_Exercise_.
Starting at the line that contains "Reviewer note: check that every instance of the pedestrian", print every remaining line of the entries, unchanged, and output nothing more.

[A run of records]
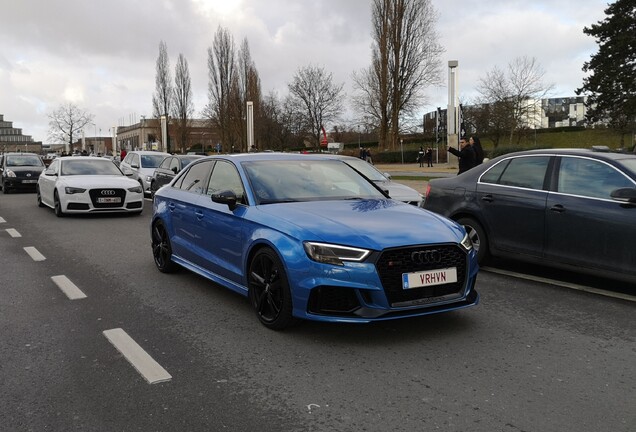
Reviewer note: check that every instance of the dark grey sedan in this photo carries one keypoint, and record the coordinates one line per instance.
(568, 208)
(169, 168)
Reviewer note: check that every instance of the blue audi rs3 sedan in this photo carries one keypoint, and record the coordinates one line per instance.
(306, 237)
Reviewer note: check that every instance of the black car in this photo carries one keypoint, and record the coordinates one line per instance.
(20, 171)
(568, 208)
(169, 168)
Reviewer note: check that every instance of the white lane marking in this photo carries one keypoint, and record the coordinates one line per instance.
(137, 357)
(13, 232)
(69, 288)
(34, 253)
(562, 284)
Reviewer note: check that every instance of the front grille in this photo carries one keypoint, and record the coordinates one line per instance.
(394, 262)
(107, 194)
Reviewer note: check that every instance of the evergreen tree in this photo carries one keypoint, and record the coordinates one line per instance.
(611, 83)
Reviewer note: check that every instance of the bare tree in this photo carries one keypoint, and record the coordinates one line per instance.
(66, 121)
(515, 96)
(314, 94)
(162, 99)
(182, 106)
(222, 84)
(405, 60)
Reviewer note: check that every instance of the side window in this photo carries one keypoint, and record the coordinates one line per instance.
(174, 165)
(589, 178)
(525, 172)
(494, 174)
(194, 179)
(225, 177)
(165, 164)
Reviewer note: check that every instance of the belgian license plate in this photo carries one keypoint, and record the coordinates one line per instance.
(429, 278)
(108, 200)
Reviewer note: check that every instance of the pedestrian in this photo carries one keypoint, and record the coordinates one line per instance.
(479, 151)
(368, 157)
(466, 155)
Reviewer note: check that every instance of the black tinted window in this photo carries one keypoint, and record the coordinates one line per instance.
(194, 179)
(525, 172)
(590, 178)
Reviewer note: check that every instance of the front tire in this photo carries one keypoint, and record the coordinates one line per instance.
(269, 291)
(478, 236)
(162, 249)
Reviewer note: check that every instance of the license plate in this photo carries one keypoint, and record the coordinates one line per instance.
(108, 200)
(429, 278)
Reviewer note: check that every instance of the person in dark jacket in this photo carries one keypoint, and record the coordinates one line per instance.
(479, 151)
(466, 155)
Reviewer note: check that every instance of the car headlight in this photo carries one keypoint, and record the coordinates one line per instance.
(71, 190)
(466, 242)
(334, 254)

_The answer_.
Reviewer note: check that every instance of the pedestrian in this photo carries one keypoint, and record the coordinates one line per instance.
(479, 151)
(368, 157)
(466, 155)
Reviewer note: check that every instance of the black tinted window in this photo carries one keypoint, and record the coordinates one line per instance.
(194, 179)
(525, 172)
(590, 178)
Reviewer note: check that every instance of the front tire in this photo carries one keypoint, and record the coordinates one line per instance.
(269, 291)
(478, 236)
(162, 249)
Reviewer note: check that every instance of the license plate in this photo carries one keypoint, and record the coordinates one line per instance.
(108, 200)
(429, 278)
Reviewer note: check that every instance of the person in dark jacket in this photo carries one keypoint, and record the coordinates one line per instance.
(479, 151)
(466, 155)
Reviewer note: check that every instance of the car headlight in this photo carries one keypoint, and record the coordinates one line per instance.
(71, 190)
(466, 242)
(334, 254)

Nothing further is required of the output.